Source:
"The ... Goreh-Jask pipeline project saw a major advance last week with the commencement last week of offshore pipe-laying operations.
... the early-production phase of the Jask Oil Terminal Development Project is 70 per cent complete, allowing the project to come online by late March 2021.
After the completion of this first phase of offshore pipeline laying, the Goreh-Jask pipeline will begin full pumping tests aimed at ascertaining its capacity to transfer 350,000 barrels per day (bpd) of light, heavy, and ultra-heavy crude oil through the 1,100 km-long, 46 inch diameter pipeline that runs from the Goreh oil terminal in the north-west Bushehr Province to Mobarak Mount in the western Jask region along the Sea of Oman.
... The initial focus of the oil-transfer chain across the Goreh-Jask pipeline will be the huge oil fields cluster in the West Karoun region, which are the current focus of plans between Iran and China to boost short-term oil production as part of the two countries’ 25-year plan.
... After the initial testing of the first phase infrastructure has been completed, with 350,000 bpd transferred, the figure will be increased to a daily delivery capacity 460,000 bpd of heavy crude oil and 254,000 bpd of light crude oil to export terminals.
Phase 2 will involve the transfer more than one million barrels of crude oil to export terminals.
... the West Karoun oil fields’ cluster alone comprises North and South Azadegan, North and South Yaran, and Yadavaran – plus some lesser fields – which together contain at least 67 billion barrels of oil in place.
The oil will then be stored once it has arrived in Jask in one of the 20 storage tanks each capable of storing 500,000 barrels of oil, in the first phase (totalling 10 million barrels)
for later loading on to very large crude carriers (VLCCs) headed from the Gulf of Oman and into the Arabian Sea and then on to the Indian Ocean.
The second phase will see an expansion to an overall storage capacity of 30 million barrels.

* **EXERCISE INSTRUCTIONS**:
1. Update every one of the dataset entries below, replacing "blue sky" with "clear sky" and keeping everything else the same. Leave the pictures out of your answer.
2. Continue the text on the Goreh-Jask oil pipeline from the point where it stops.
The text on the oil pipeline and the records after it are separate material.

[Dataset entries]
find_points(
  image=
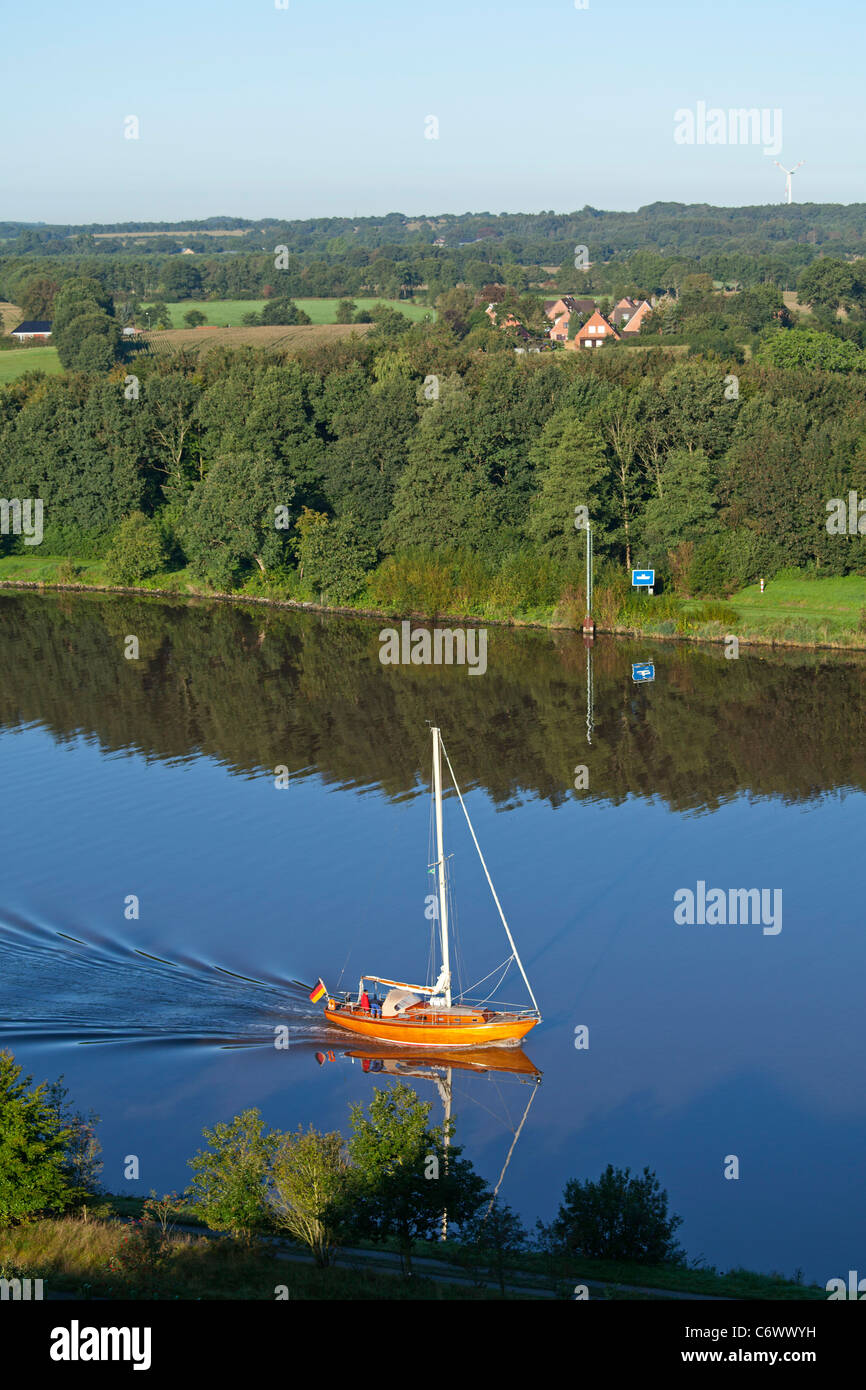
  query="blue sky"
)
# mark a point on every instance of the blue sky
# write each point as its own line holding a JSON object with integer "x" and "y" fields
{"x": 320, "y": 109}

* **RESPONSES PER TASK**:
1.
find_points(
  image=
  query="clear sky"
)
# mark a point on every instance of the clear sky
# write each point as its own line holding a JSON object with integer "x" and "y" fields
{"x": 320, "y": 109}

2.
These VLCCs will be accommodated in shipping facilities costing around US$200 million in the first phase, although the plans are to expand capacity to allow for further regular shipping of various oil-adjunct and petrochemical products in particular demand in Asia.
... the pipeline will allow Iran another method by which it can export huge amounts of oil without being prey to U.S. sanctions and it will also allow Iran to do this whilst at the same time causing chaos for a third of the rest of the world’s oil shipments through blockading the Strait of Hormuz, should it wish to do so again.
“The logistical model Iran has at present is not sustainable in the current circumstances, with around 90 per cent of all of its oil for export currently loaded at Kharg Island – with most of the remaining loads going through terminals on Lavan and Sirri - making it an obvious and easy target for the U.S. and its proxies to cripple Iran’s oil sector and therefore its economy,” a senior oil and gas industry source who works closely with Iran’s Petroleum Ministry told OilPrice.com.
" ... Iran wants to be able to use the threat – or reality – of closing the Strait of Hormuz for political reasons without also completing destroying its own oil exports revenue stream,” he said.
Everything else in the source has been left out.